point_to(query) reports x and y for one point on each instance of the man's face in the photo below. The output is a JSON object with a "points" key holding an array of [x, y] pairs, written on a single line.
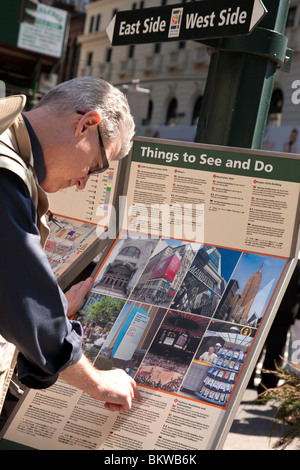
{"points": [[72, 162]]}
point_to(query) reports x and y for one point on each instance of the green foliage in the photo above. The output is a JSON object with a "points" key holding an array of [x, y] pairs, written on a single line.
{"points": [[288, 397], [106, 311]]}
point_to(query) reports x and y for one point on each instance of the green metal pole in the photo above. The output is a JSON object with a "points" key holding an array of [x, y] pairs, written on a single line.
{"points": [[240, 82]]}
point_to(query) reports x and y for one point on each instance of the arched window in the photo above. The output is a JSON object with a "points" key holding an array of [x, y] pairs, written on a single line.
{"points": [[147, 121], [276, 105], [131, 252], [172, 111], [196, 110], [276, 102]]}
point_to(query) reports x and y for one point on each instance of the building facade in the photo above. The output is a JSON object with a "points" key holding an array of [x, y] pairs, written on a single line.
{"points": [[174, 73]]}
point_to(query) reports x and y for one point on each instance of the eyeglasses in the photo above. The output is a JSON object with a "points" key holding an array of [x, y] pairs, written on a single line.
{"points": [[105, 162]]}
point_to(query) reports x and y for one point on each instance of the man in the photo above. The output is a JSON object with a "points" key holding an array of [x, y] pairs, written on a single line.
{"points": [[76, 129]]}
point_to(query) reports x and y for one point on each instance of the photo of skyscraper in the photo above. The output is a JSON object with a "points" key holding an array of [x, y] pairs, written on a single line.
{"points": [[250, 289]]}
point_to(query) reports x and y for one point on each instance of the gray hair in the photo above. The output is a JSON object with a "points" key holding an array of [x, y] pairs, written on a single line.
{"points": [[94, 94]]}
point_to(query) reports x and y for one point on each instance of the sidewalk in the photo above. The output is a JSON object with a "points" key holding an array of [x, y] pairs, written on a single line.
{"points": [[251, 428]]}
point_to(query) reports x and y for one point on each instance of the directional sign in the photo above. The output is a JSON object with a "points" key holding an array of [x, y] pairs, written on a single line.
{"points": [[197, 20]]}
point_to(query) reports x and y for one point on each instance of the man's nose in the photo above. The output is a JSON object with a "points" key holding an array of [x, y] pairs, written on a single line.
{"points": [[81, 183]]}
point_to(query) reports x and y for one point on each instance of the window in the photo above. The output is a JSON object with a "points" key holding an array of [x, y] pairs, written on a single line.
{"points": [[108, 55], [89, 58], [131, 52], [291, 17], [131, 252], [276, 102], [172, 112], [91, 24], [196, 110], [157, 48], [98, 22]]}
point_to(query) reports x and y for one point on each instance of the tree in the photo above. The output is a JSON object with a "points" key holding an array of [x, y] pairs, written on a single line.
{"points": [[105, 312]]}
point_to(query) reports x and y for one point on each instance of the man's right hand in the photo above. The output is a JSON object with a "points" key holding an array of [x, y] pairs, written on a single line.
{"points": [[114, 387]]}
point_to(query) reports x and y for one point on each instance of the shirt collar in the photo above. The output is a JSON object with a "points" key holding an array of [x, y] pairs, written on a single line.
{"points": [[37, 151]]}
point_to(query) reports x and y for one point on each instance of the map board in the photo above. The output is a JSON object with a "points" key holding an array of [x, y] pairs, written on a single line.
{"points": [[192, 282]]}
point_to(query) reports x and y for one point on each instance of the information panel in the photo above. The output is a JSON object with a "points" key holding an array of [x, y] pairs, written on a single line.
{"points": [[183, 301]]}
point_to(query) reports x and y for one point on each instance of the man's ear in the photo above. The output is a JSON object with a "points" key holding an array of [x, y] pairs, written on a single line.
{"points": [[86, 122]]}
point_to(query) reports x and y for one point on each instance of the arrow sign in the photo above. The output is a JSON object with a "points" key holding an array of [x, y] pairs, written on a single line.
{"points": [[192, 21]]}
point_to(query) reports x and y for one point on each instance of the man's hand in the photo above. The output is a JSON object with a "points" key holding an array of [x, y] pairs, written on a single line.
{"points": [[114, 387], [76, 296]]}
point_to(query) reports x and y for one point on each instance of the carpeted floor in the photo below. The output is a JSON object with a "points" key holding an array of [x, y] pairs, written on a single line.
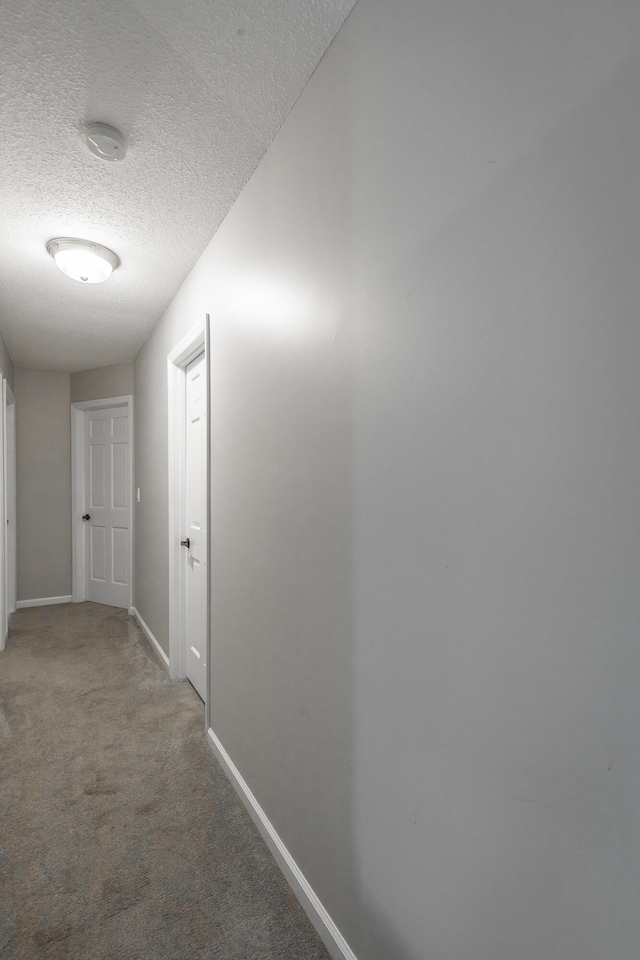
{"points": [[120, 837]]}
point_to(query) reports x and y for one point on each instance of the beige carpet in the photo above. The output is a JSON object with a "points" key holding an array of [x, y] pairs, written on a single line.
{"points": [[120, 837]]}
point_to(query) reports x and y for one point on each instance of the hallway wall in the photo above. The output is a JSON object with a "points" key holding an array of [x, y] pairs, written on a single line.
{"points": [[425, 454], [43, 464], [6, 363], [115, 380]]}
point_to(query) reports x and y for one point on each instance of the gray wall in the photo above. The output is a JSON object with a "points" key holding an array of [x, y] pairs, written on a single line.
{"points": [[425, 350], [102, 382], [43, 462], [6, 363]]}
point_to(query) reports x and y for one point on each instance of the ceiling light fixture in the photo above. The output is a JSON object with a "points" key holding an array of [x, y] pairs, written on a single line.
{"points": [[83, 260]]}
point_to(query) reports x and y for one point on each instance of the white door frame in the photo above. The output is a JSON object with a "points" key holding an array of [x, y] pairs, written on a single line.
{"points": [[11, 542], [193, 344], [78, 490]]}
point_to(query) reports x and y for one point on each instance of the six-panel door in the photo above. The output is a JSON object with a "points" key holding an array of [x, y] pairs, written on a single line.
{"points": [[107, 501]]}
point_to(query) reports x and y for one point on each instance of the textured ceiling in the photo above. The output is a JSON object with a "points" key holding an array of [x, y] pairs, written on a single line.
{"points": [[198, 89]]}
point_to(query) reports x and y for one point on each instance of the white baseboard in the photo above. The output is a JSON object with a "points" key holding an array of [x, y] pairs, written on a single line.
{"points": [[152, 640], [41, 602], [326, 928]]}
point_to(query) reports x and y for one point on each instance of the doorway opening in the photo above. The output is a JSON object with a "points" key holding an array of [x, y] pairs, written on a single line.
{"points": [[189, 510]]}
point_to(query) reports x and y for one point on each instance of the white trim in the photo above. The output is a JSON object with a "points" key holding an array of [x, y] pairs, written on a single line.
{"points": [[309, 901], [41, 602], [182, 354], [10, 500], [77, 489], [150, 637]]}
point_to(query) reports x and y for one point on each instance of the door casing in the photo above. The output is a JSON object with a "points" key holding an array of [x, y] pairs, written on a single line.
{"points": [[182, 354], [77, 490]]}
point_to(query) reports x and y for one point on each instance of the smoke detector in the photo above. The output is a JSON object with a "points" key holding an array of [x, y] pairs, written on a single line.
{"points": [[105, 142]]}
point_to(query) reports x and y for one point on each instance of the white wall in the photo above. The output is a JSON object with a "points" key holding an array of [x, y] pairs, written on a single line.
{"points": [[116, 380], [424, 479], [6, 363]]}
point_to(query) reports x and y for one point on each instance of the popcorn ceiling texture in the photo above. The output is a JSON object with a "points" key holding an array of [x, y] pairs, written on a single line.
{"points": [[198, 90]]}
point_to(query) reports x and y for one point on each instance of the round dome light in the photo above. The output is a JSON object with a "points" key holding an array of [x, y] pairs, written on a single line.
{"points": [[83, 260]]}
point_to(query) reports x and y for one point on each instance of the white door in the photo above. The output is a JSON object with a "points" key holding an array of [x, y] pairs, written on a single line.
{"points": [[195, 536], [107, 501]]}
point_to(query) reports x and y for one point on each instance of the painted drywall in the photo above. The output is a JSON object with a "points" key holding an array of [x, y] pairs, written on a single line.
{"points": [[115, 380], [43, 465], [425, 462], [6, 363]]}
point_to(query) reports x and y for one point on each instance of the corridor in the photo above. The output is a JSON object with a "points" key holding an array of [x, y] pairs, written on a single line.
{"points": [[120, 837]]}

**STATED EXERCISE**
Reproduce every one of the lines above word for word, leaving the pictures out of your answer.

**TASK RESULT**
point_to(query) reports x and y for one point on each instance of the man's face in the photo below. The output is a JSON object with a "points" key holding an array of [x, y] pairs, written on a single line.
{"points": [[72, 162]]}
point_to(query) reports x and y for one point on each instance of the green foliage in the photo above. The output is a JSON object with a "points" key holding an array of [x, y] pairs, written on a single line.
{"points": [[288, 397], [106, 311]]}
point_to(query) reports x and y for one point on each instance of the green metal pole in the photo above. The output is a JSON object with a "points" key holding an array of [x, y] pairs, written on a single line.
{"points": [[240, 82]]}
point_to(query) reports x and y for one point on each instance of the arched window in the photo above. The output is a JSON object with a "points" key holding an array of [x, y] pairs, written on a single line.
{"points": [[147, 121], [276, 105], [131, 252], [172, 111], [196, 110], [276, 102]]}
point_to(query) reports x and y for one point on each instance of the building facade in the photo above. The output is a JSON object with a "points" key holding an array of [x, y] pairs, written on a single line.
{"points": [[174, 73]]}
point_to(query) reports x and y for one point on each instance of the eyeglasses in the photo above. The output is a JSON object with a "points" key holding an array of [x, y] pairs, written on a single line.
{"points": [[105, 162]]}
point_to(query) reports x and y for one point on each instance of the man in the photo above. The output is a JSON object with a "points" key holding an array of [x, y] pairs, written on a single line.
{"points": [[76, 129]]}
point_to(query) reports x and y for one point on each instance of the photo of skyscraper in the photo above. The output is a JSON object with a "points" key holding an array of [x, y] pairs, written on a single line.
{"points": [[250, 289]]}
point_to(query) reports x and y for one point on each instance of the gray hair in the photo above. The output is a JSON object with a "points" key holding an array of [x, y] pairs, written on a single line.
{"points": [[94, 94]]}
point_to(query) reports x and y for one point on each instance of the sidewalk in the photo above. The output is a JSON object with a "points" key holding an array of [x, y] pairs, written on a single line.
{"points": [[251, 428]]}
point_to(query) reports x and y for one point on each instance of the directional sign in the photo above. The output is a JSON object with a "points" key holding an array of [x, y] pairs, written on a single line.
{"points": [[197, 20]]}
point_to(query) reports x and y for one point on each instance of the man's nose in the photo above. The output is a JSON object with a "points" key holding an array of [x, y] pairs, written on a single line.
{"points": [[81, 183]]}
point_to(query) reports x and y for one point on each instance of the window in the photo above. The output is a JSON object with a "points" key holding an array of [x, y] pairs, written on a single line.
{"points": [[108, 55], [89, 58], [131, 52], [291, 17], [131, 252], [276, 102], [172, 112], [91, 24], [196, 110], [157, 48], [98, 22]]}
point_to(query) reports x and y for one point on each instance of the tree in the photo above. The output is a JSON object with a "points" key holding an array of [x, y] pairs, written on a single line.
{"points": [[105, 312]]}
point_to(query) reports x and y for one point on each instance of the man's right hand in the photo above. The output is a JSON object with a "points" key holding an array of [x, y] pairs, written on a single line.
{"points": [[114, 387]]}
point_to(query) reports x and y for one point on each instance of the shirt collar in the photo above. The output is a JSON object with a "points" key holding an array of [x, y] pairs, written on a single line.
{"points": [[37, 151]]}
point_to(query) reports x and y for one point on each instance of the map board in the photo above. The output is a JSON object with a "points" key holding an array of [x, y] pairs, written on a single line.
{"points": [[192, 282]]}
point_to(query) reports x and y for one point on each instance of the information panel in the photo above. The output is a JSON object with a "points" key holding an array of [x, y] pairs, written on a single line.
{"points": [[183, 301]]}
point_to(query) reports x and y for one point on each instance of the man's ear in the photo above. The output is a JSON object with a "points" key holding an array of [x, y] pairs, written on a single line.
{"points": [[86, 122]]}
point_to(query) reports x and y for one point on each instance of the arrow sign in the photo above. The output is a JSON object with a "points" key holding an array of [x, y] pairs, written on a single line.
{"points": [[192, 21]]}
point_to(query) reports x and y for one point on each instance of the man's hand in the photo above. The output is a JSON object with a "points" key holding an array of [x, y] pairs, written on a single line.
{"points": [[114, 387], [76, 296]]}
point_to(query) reports x and y for one point on each instance of the carpeted floor in the photo below. The output is a JSON object with a "points" key holding an array of [x, y] pairs, written on a single line.
{"points": [[120, 837]]}
point_to(query) reports x and y for one point on each instance of the beige carpet in the photo above. The output is a JSON object with a "points" key holding an array of [x, y] pairs, written on a single line.
{"points": [[120, 837]]}
point_to(query) reports x and y for one point on each instance of the hallway wall in the photo above. The output is a JSON object with a "points" key holding an array of [x, y] pairs, written on a single line.
{"points": [[425, 454], [43, 464], [6, 363], [115, 380]]}
point_to(query) reports x and y for one point on each instance of the gray wall in the photo above. The output is a JSON object with a "points" key holding an array of [x, y] pairs, written on a single line.
{"points": [[425, 350], [102, 382], [43, 462], [6, 363]]}
point_to(query) reports x and y for one point on each instance of the ceiling light fixture in the photo above. The output is a JSON object with a "points" key holding an array of [x, y] pairs, written on a single line.
{"points": [[83, 260]]}
point_to(query) reports x and y for one point on each instance of the white door frame in the photo above. The output is a JSON object with a "points" key holding an array of [x, y] pairs, written on a single line.
{"points": [[11, 542], [193, 344], [78, 490]]}
point_to(query) reports x and y for one point on each instance of the six-panel door in the photo above. The output is a JSON object with a "points" key holding an array of [x, y] pairs, written on a single line.
{"points": [[107, 501]]}
point_to(query) reports x and y for one point on each instance of the textured ceiling in the photo above. The output is a JSON object with a "points" key holding an array of [x, y] pairs, written on a single line.
{"points": [[198, 89]]}
point_to(query) reports x and y for one point on each instance of the white baseboard in the photo above. The output is a JSON object with a "points" key holding an array of [x, y] pairs, written on a single line.
{"points": [[152, 640], [41, 602], [326, 928]]}
point_to(query) reports x and y for one point on each instance of the doorway opening in the photo above. The output is a JSON object with a "points" key holding an array of [x, y] pairs, written on a single line.
{"points": [[189, 510]]}
point_to(query) reports x and y for one point on each instance of the white trim in the photo above. The output is a JSON object with a "points" key holding an array of [x, y] pairs, written on a single line.
{"points": [[309, 901], [41, 602], [182, 354], [10, 500], [77, 489], [150, 637]]}
point_to(query) reports x and y for one point on each instance of the door casing in the photo above. The output is a JSON object with a "points" key holding an array of [x, y] pairs, written on a single line.
{"points": [[182, 354], [77, 490]]}
point_to(query) reports x and y for one point on each instance of the smoke detector in the photo above. The output is a JSON object with a "points" key holding an array of [x, y] pairs, written on a single line.
{"points": [[105, 142]]}
point_to(query) reports x and y for one point on each instance of the white wall in the photo above. The output is a JSON object with a "points" key holding an array of [x, y] pairs, written on a single line.
{"points": [[116, 380], [424, 479], [6, 363]]}
point_to(query) reports x and y for one point on each instance of the popcorn ceiling texture in the photo above. The output is a JSON object with a "points" key holding an array of [x, y] pairs, written on a single line.
{"points": [[198, 90]]}
point_to(query) reports x and y for one point on each instance of the round dome light in the photo above. The output is a JSON object with a "points" key holding an array of [x, y] pairs, written on a single line.
{"points": [[83, 260]]}
point_to(query) reports x and y for one point on each instance of the white door in the photo above. The output is a JSON object with a "points" key holding an array of [x, y] pairs, written on a single line.
{"points": [[195, 536], [107, 501]]}
point_to(query) reports x and y for one point on each instance of the painted drywall in the photo above. The output is a JSON object with a "points" key holding an array of [x, y] pairs, written on a single line.
{"points": [[115, 380], [43, 465], [425, 462], [6, 363]]}
point_to(query) reports x and y for one point on each instance of the corridor in the photo above. The output is a JSON object with a "points" key holding an array of [x, y] pairs, written on a single line.
{"points": [[120, 837]]}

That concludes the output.